Page extract START

Dewar's contribution, ‘Book 9: Author and Authority, Caesar and Liberty’, deftly integrates Book 9's essential but wide-ranging themes. Dewar opens by noting that ending the Bellum civile with Pharsalus or Pompey's death could have followed previous epic models. Dewar notes Cato as the poem's new ‘hero or fanatic’ in the wake of Pompey's death, and he gives snakes their due (I particularly enjoyed the subsection entitled ‘Snakes: A New Enemy’). Dewar also touches on the Medusa excursus and weaves in Lucan's complicated relationship with truth, history and poetry. On this latter theme, Dewar importantly highlights the essential 9.359–60: inuidus, annoso qui famam derogat aeuo | qui vates ad vera vocat; ‘Spiteful is anyone who takes away from aged time its glory, who summons poets to the truth’. This chapter also incorporates Caesar's tour of Troy (my favourite passage in Latin literature) and Lucan's own claim to literary immortality (9.980–6). Here again, the volume introduces readers to what is important and offers preliminary framing; deep analysis of any given passage lies beyond the scope of the project.
The structure makes sense and has the benefit, especially with the chapter-by-chapter walkthrough, of pairing with reading Lucan's Bellum civile in a university course. However, this means that decisions had to be made in the shorter, thematic section. I would have appreciated a focused chapter dedicated to Lucan's Nachleben and reception. Likewise, while Lucan's philosophical filiations are invoked throughout the volume, the attention given to Lucan's relationships with Stoicism, Epicureanism etc. is sporadic. (I noted D'Alessandro Behr's chapter, ‘Philosophy and the Aesthetics of Apostrophe in Lucan’, which observes scholarly debates over Lucan's commitment to Stoicism and his ‘detachment from Stoic faith’; pp. 227–8.) I count it as a plus that Roche decided not to aim for a large companion on other models, such as Brill's Companion to Lucan (2011, ed. P. Asso; reviewed by Roche in CR 63 [2013], 122–4). These volumes serve different audiences; the Brill volume is more useful for professional scholars, while Roche's Reading Lucan's Civil War will be more efficacious in university courses.
In sum, the volume is an excellent achievement and a welcome addition to Lucan studies. Leading authorities of the field introduce Lucan's epic and many of its important themes and passages to readers new to the Bellum civile. The volume is of great value as a resource for scholars of Lucan, but I believe its major importance will be in the classroom. Whether undergraduate or postgraduate, and whether reading Lucan in Latin or in translation, Roche's volume pairs well with reading the Bellum civile in its content, structure and accessibility; it will doubtless inspire many a new Lucanist.

Page extract END

Using the information ->
• 1. According to the review, why is it a plus that Roche did not aim for a large companion like Brill's Companion to Lucan? Answer in one to three sentences.
• 2. Check each statement against the review and answer yes or no, quoting the words of the review that settle it.
(a) The reviewer would have liked a chapter devoted to Lucan's reception.
(b) The volume gives consistent attention to Lucan's relationships with Stoicism and Epicureanism.
(c) The volume provides deep analysis of individual passages.
• 3. In the review, which lines of Book 9 does Dewar highlight as essential to Lucan's relationship with truth, history and poetry?
The data after this point come from a separate source unrelated to the review.

Source information START

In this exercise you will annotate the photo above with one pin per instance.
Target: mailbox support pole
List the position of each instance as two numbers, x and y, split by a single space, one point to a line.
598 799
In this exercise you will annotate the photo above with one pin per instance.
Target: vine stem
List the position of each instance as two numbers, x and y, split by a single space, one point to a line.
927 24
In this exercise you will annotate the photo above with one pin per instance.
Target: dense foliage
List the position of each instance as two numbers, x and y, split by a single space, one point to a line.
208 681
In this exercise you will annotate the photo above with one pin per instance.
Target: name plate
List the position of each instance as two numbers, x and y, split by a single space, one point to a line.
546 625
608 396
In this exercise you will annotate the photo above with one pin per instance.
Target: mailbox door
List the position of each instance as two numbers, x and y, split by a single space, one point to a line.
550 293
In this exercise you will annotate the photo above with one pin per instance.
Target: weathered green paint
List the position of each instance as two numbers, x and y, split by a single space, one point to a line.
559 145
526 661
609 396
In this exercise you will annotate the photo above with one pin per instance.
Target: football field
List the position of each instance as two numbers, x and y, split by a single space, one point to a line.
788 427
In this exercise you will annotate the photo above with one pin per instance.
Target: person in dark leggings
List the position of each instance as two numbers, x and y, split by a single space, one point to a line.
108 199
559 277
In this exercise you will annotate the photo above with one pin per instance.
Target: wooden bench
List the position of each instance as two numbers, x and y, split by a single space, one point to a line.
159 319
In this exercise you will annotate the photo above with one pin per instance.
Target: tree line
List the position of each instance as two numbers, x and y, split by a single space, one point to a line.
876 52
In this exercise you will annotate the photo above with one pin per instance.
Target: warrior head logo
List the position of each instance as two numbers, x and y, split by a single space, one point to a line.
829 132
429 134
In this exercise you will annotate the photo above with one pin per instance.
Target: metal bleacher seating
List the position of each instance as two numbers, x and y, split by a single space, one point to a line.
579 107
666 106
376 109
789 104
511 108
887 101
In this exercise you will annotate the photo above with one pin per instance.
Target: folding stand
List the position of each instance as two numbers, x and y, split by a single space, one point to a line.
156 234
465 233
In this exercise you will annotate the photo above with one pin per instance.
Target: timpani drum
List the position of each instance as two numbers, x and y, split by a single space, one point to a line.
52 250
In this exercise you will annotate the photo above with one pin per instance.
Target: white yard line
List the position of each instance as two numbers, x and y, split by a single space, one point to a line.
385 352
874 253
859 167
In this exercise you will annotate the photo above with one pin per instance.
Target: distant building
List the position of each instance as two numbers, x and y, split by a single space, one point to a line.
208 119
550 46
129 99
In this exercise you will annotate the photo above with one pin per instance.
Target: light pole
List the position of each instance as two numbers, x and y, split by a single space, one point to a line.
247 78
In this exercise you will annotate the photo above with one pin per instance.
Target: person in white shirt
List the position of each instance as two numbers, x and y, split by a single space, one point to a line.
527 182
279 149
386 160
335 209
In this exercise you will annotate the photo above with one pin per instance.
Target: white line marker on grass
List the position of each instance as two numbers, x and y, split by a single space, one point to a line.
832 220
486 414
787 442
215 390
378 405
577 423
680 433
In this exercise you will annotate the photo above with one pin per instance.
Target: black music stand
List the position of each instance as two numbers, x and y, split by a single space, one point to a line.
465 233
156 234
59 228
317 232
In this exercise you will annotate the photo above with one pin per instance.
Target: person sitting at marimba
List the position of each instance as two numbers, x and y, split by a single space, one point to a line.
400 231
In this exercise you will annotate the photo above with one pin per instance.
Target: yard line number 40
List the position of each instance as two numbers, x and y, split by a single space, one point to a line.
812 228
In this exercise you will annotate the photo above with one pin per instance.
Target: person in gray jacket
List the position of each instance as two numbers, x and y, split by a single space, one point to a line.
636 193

Source information END

Solutions ->
• 1. The two kinds of volume serve different audiences. The Brill volume is more useful for professional scholars, while Roche's Reading Lucan's Civil War will be more efficacious in university courses.

• 2.
(a) Yes: "I would have appreciated a focused chapter dedicated to Lucan's Nachleben and reception."
(b) No: "the attention given to Lucan's relationships with Stoicism, Epicureanism etc. is sporadic."
(c) No: "deep analysis of any given passage lies beyond the scope of the project."

• 3. Lines 9.359–60.